OPIS ZADANIA: Przepisz wszystkie rekordy podane poniżej, zamieniając „planter” na „flowerpot”. Resztę tekstu zostaw bez zmian.
++++++++
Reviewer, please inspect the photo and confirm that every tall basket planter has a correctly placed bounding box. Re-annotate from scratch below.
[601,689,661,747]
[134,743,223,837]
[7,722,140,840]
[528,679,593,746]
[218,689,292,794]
++++++++
WYNIK:
Reviewer, please inspect the photo and confirm that every tall basket flowerpot has a correctly placed bounding box. Re-annotate from scratch below.
[601,689,661,747]
[134,743,223,837]
[7,722,140,840]
[528,679,593,746]
[218,689,292,794]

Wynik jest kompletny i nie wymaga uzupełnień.